• PROBLEM TO SOLVE
Reproduce every one of the items below verbatim, omitting the picture.

• DATA FOR THIS TASK
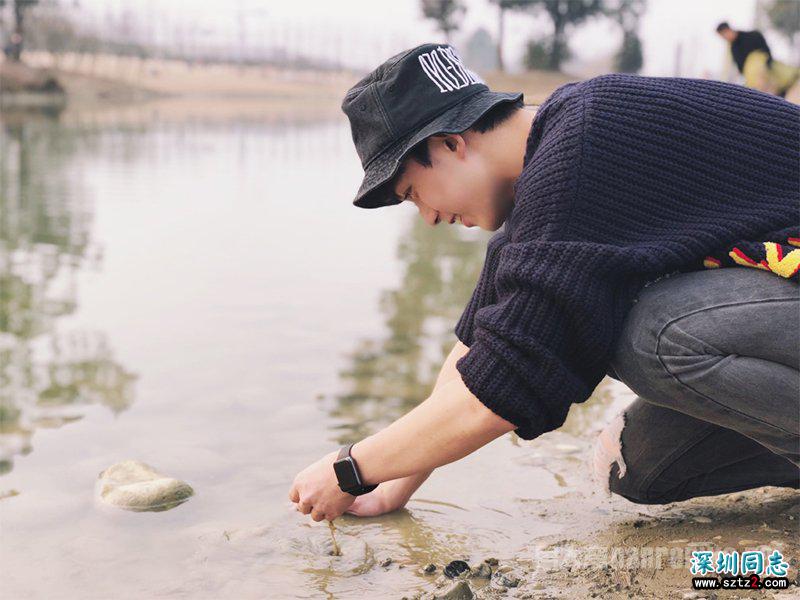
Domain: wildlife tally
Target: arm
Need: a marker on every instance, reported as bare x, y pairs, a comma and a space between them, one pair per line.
450, 424
394, 494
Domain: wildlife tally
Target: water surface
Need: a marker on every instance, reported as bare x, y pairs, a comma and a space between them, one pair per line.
192, 287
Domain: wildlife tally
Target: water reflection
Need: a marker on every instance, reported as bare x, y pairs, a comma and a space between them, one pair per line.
46, 376
386, 377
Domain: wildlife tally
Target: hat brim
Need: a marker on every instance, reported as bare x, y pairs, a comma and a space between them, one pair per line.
454, 120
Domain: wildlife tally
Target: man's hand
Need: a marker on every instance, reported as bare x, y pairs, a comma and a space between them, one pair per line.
315, 490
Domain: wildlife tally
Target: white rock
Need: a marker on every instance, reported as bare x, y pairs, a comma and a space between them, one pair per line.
134, 485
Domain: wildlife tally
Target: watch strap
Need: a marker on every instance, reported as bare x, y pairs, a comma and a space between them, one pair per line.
344, 451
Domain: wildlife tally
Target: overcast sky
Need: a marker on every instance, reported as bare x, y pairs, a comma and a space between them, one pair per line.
365, 32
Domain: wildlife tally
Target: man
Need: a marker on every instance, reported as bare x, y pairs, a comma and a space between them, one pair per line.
649, 233
753, 59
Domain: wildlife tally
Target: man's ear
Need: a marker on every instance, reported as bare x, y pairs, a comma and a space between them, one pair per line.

• CORRECT RESULT
Domain: wildlife tally
Target: arm
Need: a marker on every instance, reported as bare x, y pairs, a comma and a space between them, one pair per line.
450, 424
394, 494
Domain: wildlife tally
Target: water surface
Need: a marker on every instance, reported as bare x, y pairs, a comma and a space between them, one pair per line.
192, 287
Domain: wildlife tally
Target: water reflection
Need: a marker on every instance, reported as bare x, y pairs, a comma and a space between them, one pair per line.
46, 376
386, 377
Domain: wildlife tally
Target: hat brim
Need: a marker on every instance, reported as bare x, y pairs, a comma and a space between them, one pair per line.
454, 120
Domain: wildlife tally
Target: man's hand
Need: a marker on every instance, reported as bare x, y pairs, a comma and a space between them, one pair per line.
315, 490
Domain: wildlife tally
Target: white rock
Need: a marker on every instance, reported as bare x, y pairs, a comma and a space between them, one pair per line.
134, 485
Domain: wildlife tally
Target: watch strap
Need: a marker on every instance, reported as bare x, y pairs, a comma and a space between them, one pair per line.
344, 451
Domain: wildlife tally
Target: overcast sky
Need: a marker on every instance, reported as bare x, y pairs, a comma and a space between them, one pair per line.
365, 32
Domain: wildlife tally
Target: man
Need: a marker on every instance, reported as bare x, y pairs, a comma and a space between them, one pair per line.
649, 233
753, 59
Domain: wildlife tally
Target: man's ear
Need: a marker on every instance, reported as bare x, y pairs, a comma and a space between them, one pair per line.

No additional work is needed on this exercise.